---------- Text for analysis ----------
Best Indian Getaway Spots
We at Poor Explorer truly love India. Between us, we’ve notched up over 2 years in the country and explored its back ways & alley ways, and its hi-ways & bi-ways like few other travel blogs have. However, there is no denying that India can be a bit full on and sometimes it can all just get a bit too much. When you need a break from the hustlers, the poverty, the trash and the heat, simply head to one of our picks for the best escapes in India to refresh yourself.
If the Indian summer heat gets a bit too much for you (which it will) then head up to this beautiful Himalayan hill station in Himachal Pradesh. When the British ruled India, they found the summer heat a little too oppressive and found it impossible to get on with the important work of oppressing and subjugating the sub-continent. They therefore built a number “hill stations” into the mountains where the air was fresher, cooler and more reminiscent of the mother-land. These small scale towns essentially became summer capitals where the entire civil service complete would relocate to. Shimla is one of my favourites on account of its definitively colonial architecture and very laid back vibe; nobody will hassle you up here except for the monkeys who are a full blown menace. There are some great day hikes to do from the town which will offer rewarding scenery without hurting your legs too much. Shimla can be reached by a bumpy 10 hour bus ride from Manali or Delhi or you can cheat and fly domestically into Jubbarhatti airport.
---------- Data ----------
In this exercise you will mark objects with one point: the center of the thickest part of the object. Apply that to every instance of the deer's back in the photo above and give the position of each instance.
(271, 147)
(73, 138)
----------
### What is expected
Reproduce the passage of the India getaways text starting at "Best Indian Getaway" and ending at "to refresh yourself.".

### Your solution
Best Indian Getaway Spots
We at Poor Explorer truly love India. Between us, we’ve notched up over 2 years in the country and explored its back ways & alley ways, and its hi-ways & bi-ways like few other travel blogs have. However, there is no denying that India can be a bit full on and sometimes it can all just get a bit too much. When you need a break from the hustlers, the poverty, the trash and the heat, simply head to one of our picks for the best escapes in India to refresh yourself.